[Information provided — start]

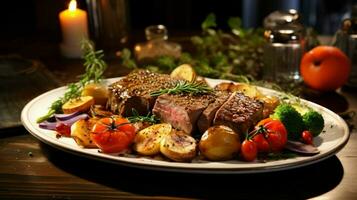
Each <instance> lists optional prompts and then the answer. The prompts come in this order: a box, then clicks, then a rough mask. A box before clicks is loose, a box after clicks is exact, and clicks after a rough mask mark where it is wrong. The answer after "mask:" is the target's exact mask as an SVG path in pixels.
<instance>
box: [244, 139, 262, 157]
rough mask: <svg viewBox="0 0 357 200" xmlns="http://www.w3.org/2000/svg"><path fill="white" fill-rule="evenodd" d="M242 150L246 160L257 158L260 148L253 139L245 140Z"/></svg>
mask: <svg viewBox="0 0 357 200" xmlns="http://www.w3.org/2000/svg"><path fill="white" fill-rule="evenodd" d="M240 150H241V155H242V157H243V159H244V160H245V161H253V160H255V159H256V158H257V154H258V149H257V146H256V144H255V143H254V142H253V141H252V140H244V141H243V143H242V146H241V149H240Z"/></svg>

[Information provided — finish]

» Work instructions
Rewrite the items above with every occurrence of "rough mask" changed to "coarse mask" and all other text left as it is. Omit the pictures.

» Reply to the task
Each <instance> lists optional prompts and then the answer. The prompts come in this order: a box, then clicks, then a coarse mask. A box before clicks is loose, a box after clicks is exact, and clicks after a coarse mask mark where it is wrong. The answer after "mask:" is the target's exact mask as an SVG path in pixels.
<instance>
box: [244, 139, 262, 157]
coarse mask: <svg viewBox="0 0 357 200" xmlns="http://www.w3.org/2000/svg"><path fill="white" fill-rule="evenodd" d="M242 150L246 160L257 158L260 148L253 139L245 140Z"/></svg>
mask: <svg viewBox="0 0 357 200" xmlns="http://www.w3.org/2000/svg"><path fill="white" fill-rule="evenodd" d="M240 150H241V155H242V157H243V159H244V160H245V161H253V160H255V159H256V158H257V154H258V149H257V146H256V144H255V143H254V142H253V141H252V140H244V141H243V143H242V146H241V149H240Z"/></svg>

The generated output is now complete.